--- Work instructions ---
Could you render the data below as a numbered list, leaving out any blank lines?

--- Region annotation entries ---
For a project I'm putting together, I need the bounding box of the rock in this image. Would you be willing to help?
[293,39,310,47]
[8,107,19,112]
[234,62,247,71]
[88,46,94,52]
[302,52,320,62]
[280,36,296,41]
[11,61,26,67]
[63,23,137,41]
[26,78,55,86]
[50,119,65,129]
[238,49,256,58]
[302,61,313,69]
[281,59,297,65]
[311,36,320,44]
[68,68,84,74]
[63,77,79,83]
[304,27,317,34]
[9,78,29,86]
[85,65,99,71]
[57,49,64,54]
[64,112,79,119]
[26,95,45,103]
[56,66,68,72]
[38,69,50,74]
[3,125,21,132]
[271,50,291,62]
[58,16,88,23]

--- Answer to the problem ---
1. For a project I'm putting together, I need the bounding box of the rock in this image. Would you be willing to help?
2. [293,39,310,47]
3. [8,107,19,112]
4. [234,62,247,71]
5. [88,46,94,52]
6. [302,52,320,62]
7. [280,36,296,41]
8. [11,61,26,67]
9. [63,23,137,41]
10. [26,78,55,86]
11. [50,119,65,129]
12. [238,49,256,58]
13. [302,61,313,69]
14. [281,59,297,65]
15. [311,36,320,44]
16. [68,68,84,74]
17. [63,77,79,83]
18. [304,27,317,34]
19. [9,78,29,86]
20. [85,65,99,71]
21. [57,49,64,54]
22. [64,112,79,119]
23. [26,95,45,103]
24. [56,66,68,72]
25. [38,69,50,74]
26. [3,125,21,132]
27. [271,50,291,62]
28. [58,16,88,23]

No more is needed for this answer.